▶ O que se pede:
Transcreva na íntegra, sem qualquer alteração, o texto sobre o Depósito de Sola e Cabedais.

▶ Texto fornecido:
■ ■ ■

Lê-se em [est_time]
Em meados de Maio de 2016 o Depósito de Sola e Cabedais encerrou as suas portas ao público. O artigo que se segue foi escrito por nós após uma visita ao local uns meses antes do seu encerramento. Convidamos todos à leitura do texto que remete à memória de outros tempos e à realidade do presente.
Deixa agora a sua fachada para a posteridade.
Depósito de Sola e Cabedais Adriano Vieira da Silva Lima & Cª
F. Fernandes Guimarães & Cª Lda.
Rua do Ateneu Comercial do Porto, 45
4000-380 Porto
Tel: 222 089 640
Apesar da cidade do Porto ser hoje um livro aberto, ainda existem locais de surpreendente beleza e tradição que se mantêm escondidos no nosso quotidiano. Os antiquíssimos armazéns Depósito de Sola e Cabedais Adriano Vieira da Silva Lima & Cª, situados na resguardada Rua do Ateneu Comercial do Porto, são um excelente exemplo do bom comércio tradicional no Porto. A empresa foi fundada em finais do século XIX por Adriano Vieira da Silva Lima, notável comerciante e político. Na edição de 2 de Abril de 1917 da revista Ilustração Portuguesa, é dedicada uma peça a este estabelecimento, onde se salientou que “Hoje pode considerar-se, sem receio de exagero, o maior e mais completo não só de Portugal mas de toda a Península.“.
Esta casa é por excelência a principal fornecedora dos sapateiros da cidade e arredores, mas abastecem também uma vasta rede de artesãos que trabalham o couro e o transformam em malas, pastas e outros acessórios.
A sua fachada é famosa entre nós devido ao seu magnífico painel de azulejos, que relata em fundo branco o nome da companhia, rodeado de elementos vegetalistas e revivalistas, encimando um fundo tingido de azul claro. O belíssimo trabalhado do ferro no portão e janelas é acompanhado por vidros tingidos de várias cores, que rejubilam de cor quando a luz os atravessa.

■ ■ ■

▶ Dados fornecidos:
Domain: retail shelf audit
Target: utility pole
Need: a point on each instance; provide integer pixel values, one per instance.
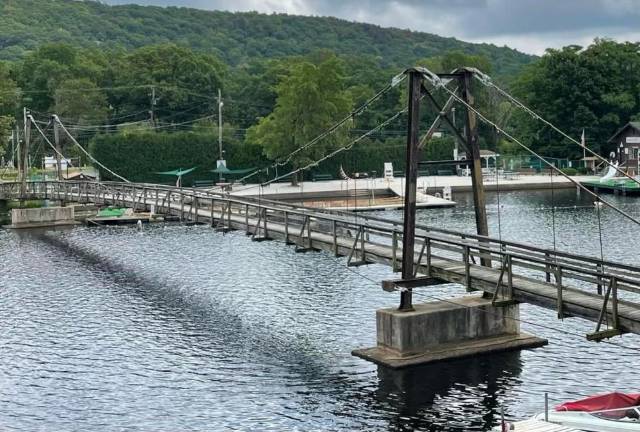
(411, 179)
(56, 137)
(473, 155)
(154, 102)
(221, 161)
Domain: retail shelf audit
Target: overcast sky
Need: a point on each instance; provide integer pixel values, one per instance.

■ ■ ■

▶ Resposta à tarefa:
Lê-se em [est_time]
Em meados de Maio de 2016 o Depósito de Sola e Cabedais encerrou as suas portas ao público. O artigo que se segue foi escrito por nós após uma visita ao local uns meses antes do seu encerramento. Convidamos todos à leitura do texto que remete à memória de outros tempos e à realidade do presente.
Deixa agora a sua fachada para a posteridade.
Depósito de Sola e Cabedais Adriano Vieira da Silva Lima & Cª
F. Fernandes Guimarães & Cª Lda.
Rua do Ateneu Comercial do Porto, 45
4000-380 Porto
Tel: 222 089 640
Apesar da cidade do Porto ser hoje um livro aberto, ainda existem locais de surpreendente beleza e tradição que se mantêm escondidos no nosso quotidiano. Os antiquíssimos armazéns Depósito de Sola e Cabedais Adriano Vieira da Silva Lima & Cª, situados na resguardada Rua do Ateneu Comercial do Porto, são um excelente exemplo do bom comércio tradicional no Porto. A empresa foi fundada em finais do século XIX por Adriano Vieira da Silva Lima, notável comerciante e político. Na edição de 2 de Abril de 1917 da revista Ilustração Portuguesa, é dedicada uma peça a este estabelecimento, onde se salientou que “Hoje pode considerar-se, sem receio de exagero, o maior e mais completo não só de Portugal mas de toda a Península.“.
Esta casa é por excelência a principal fornecedora dos sapateiros da cidade e arredores, mas abastecem também uma vasta rede de artesãos que trabalham o couro e o transformam em malas, pastas e outros acessórios.
A sua fachada é famosa entre nós devido ao seu magnífico painel de azulejos, que relata em fundo branco o nome da companhia, rodeado de elementos vegetalistas e revivalistas, encimando um fundo tingido de azul claro. O belíssimo trabalhado do ferro no portão e janelas é acompanhado por vidros tingidos de várias cores, que rejubilam de cor quando a luz os atravessa.